TEXTO MOSTRADO:
Debemos distinguir el bien y el mal para no pecar, para no ofender a mi Señor.  Es por ello, que yo amor el santo temor de Dios, un don maravilloso; no es el temor de que me castigue, no, es el temor de no ofenderlo. Tenemos que pensar ello muy bien; este don cicatriza nuestras heridas, fortalece nuestro corazón, lo enciende de amor con la llama y el fuego de Jesús para ayudarnos a vivir realmente el Evangelio.  Es por ello, os lo recomiendo: el santo temor de Dios, no de un castigo, sino de no ofenderlo porque ofender a nuestro Padre cuesta mucho.

Hay que evitar riesgos y, por lo tanto, debemos ser humildes acatando la Ley de los mandamientos, la Ley de Dios, especialmente vivir el Evangelio.

Estos son los días de la evangelización en el mundo; estoy viendo que nuestra Iglesia se está movilizando. Cuántas comunidades religiosas están naciendo y cuántas sociedades se están estableciendo en el mundo, personas y que buscan al Señor, que buscan a María para poder convivir entre hermanos en la oración, llevando una vida acorde con esos mandamientos de la Ley de Dios.

Hay el mal, mucho mal, pero hay mucho bien, yo conozco mucho bien.  He visto personas renunciar a todo para seguir a mi Señor; cuántos jóvenes se están salvando. Yo no diría que se están perdiendo todos, pero hay quienes declinan  en el camino, se cansan, pero el Señor les está dando la fortaleza para seguir el camino que los conduzca al Monte Sion.

Buenos, hermanos, pudiese extenderme, pero sé que ya se avecina la hora de la Santa Misa y debo finalizar, pero antes quiero recomendarles: La oración es el puntal de luz que ilumina nuestros corazones, nuestra mente, nuestra vida y debemos ser puntales de luz.  Al decir puntales de luz, quiero decir, almas que están presentes, a la orden cuando el Señor nos llame a la oración en la noche, en el día, en la calle, en el trabajo; una oración perenne, nuestra mente debe estar velando y nuestro corazón al servicio de una Iglesia., al servicio de esa piedra y fundamento de San Pedro apóstol en su representante el Santo Padre, Juan Pablo II que está dando su vida, entregándola totalmente al servicio de la humanidad y todo ello con humildad, con sencillez, con un amor infinito y con la ternura de su mirada, cómo extiende sus brazos a los niños, a las personas y les da una mirada, una sonrisa.

¡Qué hermosa vida la suya!  En medio de tantos sufrimientos, pero él se siente feliz sirviendo al Señor.  Se siente feliz de su sufrimiento porque está salvando muchas almas, muchísimas almas, miles de almas, quizás millones de almas con su oración, con su sacrificio, con su entrega y con su perdón continuo a los que lo hayan ofendido y lo están ofendiendo.  Ello es bastante, ello es mucho y ese mucho es Dios, Dios que le acompaña, Dios que lo ama y que lo escogió para sentarlo en la Cátedra de Pietro para darse como holocausto de amor a los fieles que humildemente acudieron a su llamado.

REGISTROS:
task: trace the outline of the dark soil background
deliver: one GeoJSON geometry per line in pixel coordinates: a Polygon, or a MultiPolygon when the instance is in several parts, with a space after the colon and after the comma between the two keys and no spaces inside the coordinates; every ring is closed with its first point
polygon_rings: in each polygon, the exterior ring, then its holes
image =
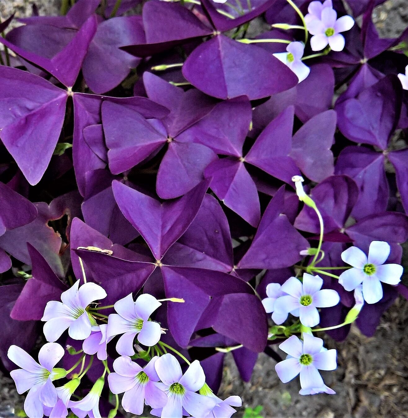
{"type": "MultiPolygon", "coordinates": [[[[0,19],[14,12],[30,15],[34,3],[40,15],[58,13],[58,0],[0,0],[0,19]]],[[[376,8],[374,19],[382,36],[397,36],[408,25],[408,0],[388,0],[376,8]]],[[[408,271],[408,245],[404,246],[403,263],[408,271]]],[[[404,281],[408,283],[408,273],[404,281]]],[[[223,398],[239,395],[245,407],[262,405],[265,418],[408,418],[407,334],[408,302],[400,298],[384,315],[372,338],[354,327],[342,342],[327,337],[327,348],[338,350],[339,367],[326,372],[324,378],[337,395],[301,396],[298,380],[282,383],[275,362],[263,354],[249,383],[242,382],[232,355],[227,355],[219,395],[223,398]]],[[[13,416],[15,403],[21,405],[22,401],[11,379],[0,372],[0,418],[13,416]]],[[[242,416],[241,409],[234,417],[242,416]]]]}

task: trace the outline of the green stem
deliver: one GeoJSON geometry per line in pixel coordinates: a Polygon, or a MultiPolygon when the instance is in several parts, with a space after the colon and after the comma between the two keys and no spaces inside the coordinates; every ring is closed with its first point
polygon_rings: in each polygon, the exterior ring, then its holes
{"type": "Polygon", "coordinates": [[[93,308],[92,311],[100,311],[101,309],[109,309],[113,308],[114,305],[108,305],[106,306],[98,306],[97,308],[93,308]]]}
{"type": "Polygon", "coordinates": [[[178,356],[180,357],[189,366],[191,363],[181,353],[179,353],[176,349],[173,348],[173,347],[171,347],[169,345],[166,344],[166,343],[164,343],[162,341],[159,341],[159,344],[160,344],[162,347],[165,347],[166,348],[168,348],[169,350],[171,350],[173,353],[175,353],[178,356]]]}
{"type": "Polygon", "coordinates": [[[332,274],[331,273],[328,273],[326,271],[324,271],[323,270],[313,270],[316,273],[319,273],[320,274],[324,274],[325,276],[329,276],[330,277],[334,278],[335,279],[339,279],[340,278],[338,276],[336,276],[335,274],[332,274]]]}
{"type": "Polygon", "coordinates": [[[115,3],[115,5],[113,6],[113,9],[112,10],[112,13],[110,14],[110,16],[109,16],[110,18],[114,18],[115,15],[117,12],[117,10],[120,7],[120,5],[122,4],[122,0],[116,0],[116,3],[115,3]]]}
{"type": "Polygon", "coordinates": [[[323,224],[323,218],[321,217],[321,214],[320,213],[320,211],[317,209],[317,206],[316,205],[316,204],[314,204],[312,207],[315,212],[316,212],[316,214],[317,215],[317,217],[319,218],[319,224],[320,225],[320,234],[319,237],[319,245],[317,246],[317,251],[316,252],[316,253],[314,255],[314,256],[313,257],[312,262],[310,263],[310,265],[311,265],[312,267],[314,267],[314,265],[316,263],[316,260],[317,260],[317,257],[318,257],[319,253],[320,252],[320,250],[321,249],[321,245],[323,242],[323,233],[324,231],[324,226],[323,224]]]}
{"type": "Polygon", "coordinates": [[[309,32],[307,30],[307,28],[306,27],[306,21],[305,20],[305,17],[303,15],[303,13],[300,11],[299,8],[295,4],[292,0],[286,0],[286,1],[293,8],[302,20],[302,23],[303,23],[303,27],[305,30],[305,43],[306,43],[307,42],[309,32]]]}
{"type": "Polygon", "coordinates": [[[82,259],[81,257],[78,257],[79,259],[79,264],[81,265],[81,270],[82,272],[82,278],[84,279],[84,283],[87,283],[87,276],[85,274],[85,269],[84,268],[84,263],[82,263],[82,259]]]}
{"type": "Polygon", "coordinates": [[[69,369],[69,370],[67,370],[66,374],[69,375],[70,373],[73,370],[75,370],[79,365],[79,363],[82,361],[82,360],[85,358],[85,355],[84,354],[83,356],[82,356],[81,358],[69,369]]]}
{"type": "Polygon", "coordinates": [[[224,12],[222,9],[217,9],[217,11],[220,15],[222,15],[224,16],[225,16],[227,18],[229,18],[230,19],[235,18],[235,16],[233,16],[232,15],[230,14],[229,13],[227,13],[227,12],[224,12]]]}
{"type": "Polygon", "coordinates": [[[82,377],[85,376],[87,374],[87,372],[91,368],[91,367],[92,366],[92,363],[94,362],[94,356],[91,356],[91,358],[89,359],[89,362],[88,364],[88,365],[87,366],[87,368],[84,370],[84,371],[81,373],[81,375],[79,376],[79,377],[78,378],[80,380],[82,377]]]}
{"type": "Polygon", "coordinates": [[[289,44],[291,41],[287,41],[286,39],[247,39],[245,38],[242,39],[239,39],[239,42],[242,42],[242,43],[287,43],[289,44]]]}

TAREA ASIGNADA 1:
Según el texto sobre el temor de Dios, ¿por qué se siente feliz el Santo Padre en su sufrimiento? Responde en una a tres oraciones.
TAREA ASIGNADA 2:
¿Con qué nombre identifica el texto sobre el temor de Dios al Santo Padre?
TAREA ASIGNADA 3:
Prolonga el texto sobre el temor de Dios a partir de su última oración.
Los registros proceden de otra fuente.

RESPUESTA 1:
Se siente feliz de su sufrimiento porque está salvando muchas almas, quizás millones. Lo hace con su oración, su sacrificio, su entrega y su perdón continuo a quienes lo han ofendido y lo siguen ofendiendo.

RESPUESTA 2:
Juan Pablo II.

RESPUESTA 3:
He aquí, pues, la hermosura de nuestra Iglesia, la fe viviente del Papa que se levanta para afianzarnos y ayudarnos en todo momento con su oración, con su sacrificio y especialmente yendo de un lugar a otro para dar luz a las tinieblas que rodea los pueblos donde hay contaminación del pecado.

Entonces, hermanos, vamos a unirnos, vamos realmente en este momento a pedirle a mi Señor que se haga sentir en nuestros corazones, en nuestras almas y en nuestros pensamientos; pensamientos de serenidad, de paz, de armonía y de identificación con todos nuestros hermanos del mundo.

Estoy agradecida, muy agradecida de esta ciudad, de todos vosotros que me hayan invitado.  En un principio cuando recibiera sus cartas, no lo sé, no sabía si aceptarla.  Por supuesto, en el fondo sí, pero no conocía el ambiente, pero ahora que he estado aquí he sentido calor humano, frescura, paz, serenidad y una alegría íntima en el corazón de que hay almas buenas y de que hay almas conscientes que están buscando a su Dios y que están sirviendo.

Esta comunidad de María, esta misión hermosa que tenéis aquí es misión realmente que llega al corazón porque todos están sirviéndose el uno al otro, y yo aprecio mucho el servicio.  Servir y no ser servido, dar de ti lo que tienes, mucho amor, mucho cariño y sinceridad; es la sinceridad lo que más ama el Señor: un ser que se entrega, que se da y recibe a todos no importa como vengan o de donde lleguen, lo importante es abrirle los brazos y consolar sus almas si están tristes, atribulados o enfermos, pero darles ánimo.

Se puede hacer tanto en la vida, tanto se puede dar, que si nos pusiésemos a pensar en ello podríamos darnos en continuación a todos cuantos nos pidiesen una palabra de consuelo o esperanza para el corazón.  Es por ello, demos de nosotros lo mejor con mucha ternura y con el conocimiento divino que Dios nos transmita para poder ayudar a quienes nos necesiten.

Y ahora, un momento de completo silencio, de recogimiento especialmente los enfermos, los que tengan alguna preocupación, alguna pena o quebranto, alguna desilusión o que no tengan trabajo; todos aquellos que necesiten realmente la gracia del Señor y su Madre.

“En el Nombre de mi Padre, Yo los bendigo, hijos míos;

en el nombre de mi Madre, Yo les curo del cuerpo y del alma

y les guardo aquí en mi Corazón, les guardaré, les guardaré, les guardaré aquí en mi Corazón desde hoy y para siempre.”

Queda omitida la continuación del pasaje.